Source document:
That's an understandable approach, but it's the wrong one, according to Paul Hofmann, CTO of data visualization company Space-Time Insight. In the first part of a two-part series, Hofmann explained how data silos often confound IT's attempts to make business use of big data. In this second part, he explains how companies can indeed make business use of all the data that comes their way.
TEP: What's wrong with big data policies that restrict the types and sources of data that companies collect?
Hofmann: Many organizations actively choose not to collect some data today. In some cases this is because there's no place to store it and sometimes nobody can identify a clear value for the data. One can understand this rationale especially in light of IoT systems that generate exponentially larger volumes of data than those that preceded them. In addition, if all that data is actually collected and stored, how are users going to be able to consume it in a timely fashion or at all?
This view is ultimately short-sighted since the real value to a business is not the collection or storage of data. It is the analysis and understanding of that data that is important. This short-sightedness is born out of the way traditional business intelligence systems work. Data is loaded into a warehouse, reconfigured into aggregations, and the aggregated data is then presented to users. In an IoT world, this approach simply doesn't work or scale.
TEP: Why is that?
Hofmann: First, timeliness is critical. By the time data is loaded into a warehouse and made available to users, opportunities and issues are often long gone or have escalated. Second and more importantly, given the volume and nature of IoT data, it is not appropriate or practical to load it all onto a user's desktop.
Situational intelligence approaches the problem as follows: Data is analyzed as it is streaming in, significantly shortening the time from sensor to decision. In addition, only the data that users need to be concerned with is presented to them. If a rapid response to certain conditions is required, there's no need to burden users with data where those conditions are not met.

Supplied information:
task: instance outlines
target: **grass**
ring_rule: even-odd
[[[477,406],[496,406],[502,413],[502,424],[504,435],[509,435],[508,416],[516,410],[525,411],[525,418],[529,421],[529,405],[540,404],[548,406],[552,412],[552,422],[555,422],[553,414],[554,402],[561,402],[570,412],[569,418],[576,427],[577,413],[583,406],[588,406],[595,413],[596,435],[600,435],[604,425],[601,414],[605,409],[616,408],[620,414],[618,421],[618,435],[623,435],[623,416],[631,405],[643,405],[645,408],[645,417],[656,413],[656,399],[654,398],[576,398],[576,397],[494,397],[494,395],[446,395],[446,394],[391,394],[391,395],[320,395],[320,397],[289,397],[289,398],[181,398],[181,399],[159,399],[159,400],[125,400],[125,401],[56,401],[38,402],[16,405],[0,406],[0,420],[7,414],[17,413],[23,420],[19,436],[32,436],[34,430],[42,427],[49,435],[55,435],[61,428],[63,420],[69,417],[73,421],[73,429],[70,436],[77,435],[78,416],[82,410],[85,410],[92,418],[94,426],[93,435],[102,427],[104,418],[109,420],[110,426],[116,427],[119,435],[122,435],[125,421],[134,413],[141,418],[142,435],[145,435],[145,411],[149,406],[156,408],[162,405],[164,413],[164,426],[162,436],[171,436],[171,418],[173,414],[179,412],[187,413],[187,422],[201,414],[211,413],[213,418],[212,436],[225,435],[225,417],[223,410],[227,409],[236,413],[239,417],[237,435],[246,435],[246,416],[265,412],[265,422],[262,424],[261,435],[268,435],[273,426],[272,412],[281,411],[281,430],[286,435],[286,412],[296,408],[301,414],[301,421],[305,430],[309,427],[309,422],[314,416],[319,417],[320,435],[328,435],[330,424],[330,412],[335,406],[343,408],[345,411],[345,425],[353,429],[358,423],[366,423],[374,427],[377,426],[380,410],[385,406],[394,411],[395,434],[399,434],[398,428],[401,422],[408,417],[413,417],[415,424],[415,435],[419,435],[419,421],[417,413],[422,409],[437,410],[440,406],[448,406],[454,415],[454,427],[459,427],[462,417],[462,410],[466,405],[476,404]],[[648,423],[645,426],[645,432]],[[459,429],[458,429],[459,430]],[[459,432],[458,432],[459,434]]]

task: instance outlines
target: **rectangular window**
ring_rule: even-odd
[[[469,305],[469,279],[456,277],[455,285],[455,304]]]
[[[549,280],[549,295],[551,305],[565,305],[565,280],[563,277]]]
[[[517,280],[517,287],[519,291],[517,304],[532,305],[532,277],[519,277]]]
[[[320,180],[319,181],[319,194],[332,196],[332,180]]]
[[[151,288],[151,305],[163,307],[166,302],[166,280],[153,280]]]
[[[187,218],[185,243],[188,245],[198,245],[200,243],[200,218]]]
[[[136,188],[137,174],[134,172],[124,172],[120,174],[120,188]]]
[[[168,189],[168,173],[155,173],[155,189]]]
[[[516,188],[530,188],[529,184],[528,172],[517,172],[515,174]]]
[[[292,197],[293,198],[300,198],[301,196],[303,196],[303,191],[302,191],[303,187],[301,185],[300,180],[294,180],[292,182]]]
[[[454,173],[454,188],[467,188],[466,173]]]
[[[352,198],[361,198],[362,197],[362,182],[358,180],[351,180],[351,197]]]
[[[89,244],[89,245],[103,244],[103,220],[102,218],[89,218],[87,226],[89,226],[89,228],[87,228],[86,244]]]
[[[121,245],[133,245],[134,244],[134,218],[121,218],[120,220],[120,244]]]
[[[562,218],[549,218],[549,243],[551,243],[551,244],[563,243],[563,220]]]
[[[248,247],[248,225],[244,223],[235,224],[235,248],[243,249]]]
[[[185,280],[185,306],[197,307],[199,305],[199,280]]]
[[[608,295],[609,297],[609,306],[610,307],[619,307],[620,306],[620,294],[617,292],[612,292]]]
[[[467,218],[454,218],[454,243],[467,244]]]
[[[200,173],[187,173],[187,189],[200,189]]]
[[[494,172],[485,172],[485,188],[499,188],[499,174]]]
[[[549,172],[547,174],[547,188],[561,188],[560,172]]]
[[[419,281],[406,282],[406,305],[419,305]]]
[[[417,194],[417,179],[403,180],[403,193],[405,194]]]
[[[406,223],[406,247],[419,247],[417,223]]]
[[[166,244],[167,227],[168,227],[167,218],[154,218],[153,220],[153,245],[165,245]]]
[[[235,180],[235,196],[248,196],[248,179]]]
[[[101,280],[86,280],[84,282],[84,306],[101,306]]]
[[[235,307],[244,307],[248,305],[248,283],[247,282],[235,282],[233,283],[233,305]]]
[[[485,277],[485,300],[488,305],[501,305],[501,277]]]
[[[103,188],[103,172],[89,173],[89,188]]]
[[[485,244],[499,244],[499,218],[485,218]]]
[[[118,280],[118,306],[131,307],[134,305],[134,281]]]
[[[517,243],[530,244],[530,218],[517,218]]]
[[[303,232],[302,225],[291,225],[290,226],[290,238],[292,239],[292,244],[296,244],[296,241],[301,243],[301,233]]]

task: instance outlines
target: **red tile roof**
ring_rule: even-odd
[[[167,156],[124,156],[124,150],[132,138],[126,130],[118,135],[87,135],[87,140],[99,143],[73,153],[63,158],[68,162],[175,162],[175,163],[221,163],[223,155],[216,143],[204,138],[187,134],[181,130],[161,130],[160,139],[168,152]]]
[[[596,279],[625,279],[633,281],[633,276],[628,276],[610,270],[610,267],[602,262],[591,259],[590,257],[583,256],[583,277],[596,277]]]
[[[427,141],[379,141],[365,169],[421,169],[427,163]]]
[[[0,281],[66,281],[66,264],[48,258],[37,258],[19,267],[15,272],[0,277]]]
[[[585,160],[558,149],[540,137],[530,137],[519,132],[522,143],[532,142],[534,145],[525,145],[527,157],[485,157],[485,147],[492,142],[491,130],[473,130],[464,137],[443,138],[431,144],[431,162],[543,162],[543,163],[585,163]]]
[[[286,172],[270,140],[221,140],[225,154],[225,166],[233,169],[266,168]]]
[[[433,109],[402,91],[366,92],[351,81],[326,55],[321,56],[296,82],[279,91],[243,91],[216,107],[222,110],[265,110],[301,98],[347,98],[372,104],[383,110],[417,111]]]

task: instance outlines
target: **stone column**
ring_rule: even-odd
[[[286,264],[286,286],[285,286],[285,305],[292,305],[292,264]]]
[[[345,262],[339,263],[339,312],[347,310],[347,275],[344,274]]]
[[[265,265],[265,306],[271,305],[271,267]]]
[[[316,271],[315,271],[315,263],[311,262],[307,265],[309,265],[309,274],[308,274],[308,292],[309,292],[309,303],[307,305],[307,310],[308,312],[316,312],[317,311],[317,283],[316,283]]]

Required work:
1/ Can you change the IoT data interview, between "This view is" and "a user's desktop.", inclusive, so that "warehouse" becomes "data lake"?
2/ In the IoT data interview, why does the traditional business intelligence approach fail to work or scale in an IoT world?
The records come from a separate source.

Response list:
1/
This view is ultimately short-sighted since the real value to a business is not the collection or storage of data. It is the analysis and understanding of that data that is important. This short-sightedness is born out of the way traditional business intelligence systems work. Data is loaded into a data lake, reconfigured into aggregations, and the aggregated data is then presented to users. In an IoT world, this approach simply doesn't work or scale.
TEP: Why is that?
Hofmann: First, timeliness is critical. By the time data is loaded into a data lake and made available to users, opportunities and issues are often long gone or have escalated. Second and more importantly, given the volume and nature of IoT data, it is not appropriate or practical to load it all onto a user's desktop.

2/ By the time data is loaded into a warehouse and made available to users, opportunities and issues are often long gone or have escalated. Also, given the volume and nature of IoT data, loading it all onto a user's desktop is not appropriate or practical.